-- To do --
Pick out and copy each line of the entries below that contains the string "sign". Letter case must match.

-- Task data --
★ ★ ★ ★ ★
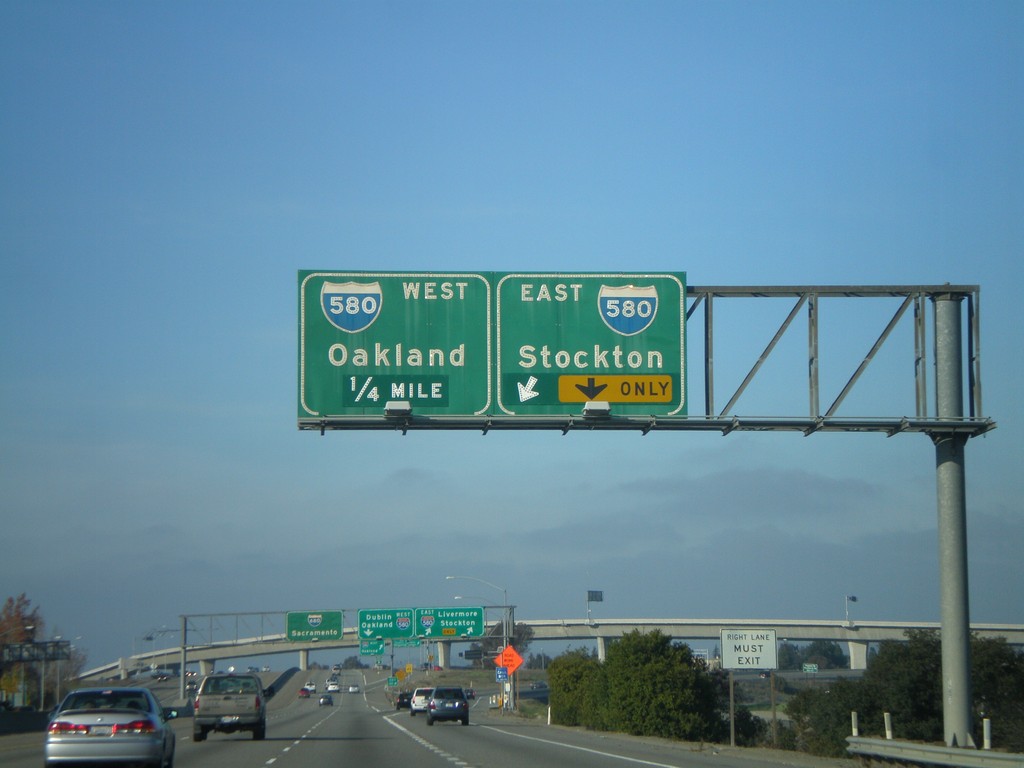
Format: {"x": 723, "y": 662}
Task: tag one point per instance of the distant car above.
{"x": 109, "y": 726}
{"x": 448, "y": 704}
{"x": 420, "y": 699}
★ ★ ★ ★ ★
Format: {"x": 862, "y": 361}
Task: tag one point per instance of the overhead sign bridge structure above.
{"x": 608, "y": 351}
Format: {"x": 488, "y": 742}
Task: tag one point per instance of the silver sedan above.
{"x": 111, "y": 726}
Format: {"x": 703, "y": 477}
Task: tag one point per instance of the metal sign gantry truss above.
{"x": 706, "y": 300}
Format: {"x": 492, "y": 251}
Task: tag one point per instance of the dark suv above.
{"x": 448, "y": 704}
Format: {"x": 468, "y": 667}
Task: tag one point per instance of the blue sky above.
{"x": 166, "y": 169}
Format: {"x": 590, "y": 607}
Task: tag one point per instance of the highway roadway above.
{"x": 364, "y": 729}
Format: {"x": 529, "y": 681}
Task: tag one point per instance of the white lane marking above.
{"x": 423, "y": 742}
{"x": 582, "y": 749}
★ ★ ★ ★ ★
-- Completed task --
Task: tag one point per instance of the overhead sign bridge structure above.
Task: tag one point per instance of the metal sign gantry truss above.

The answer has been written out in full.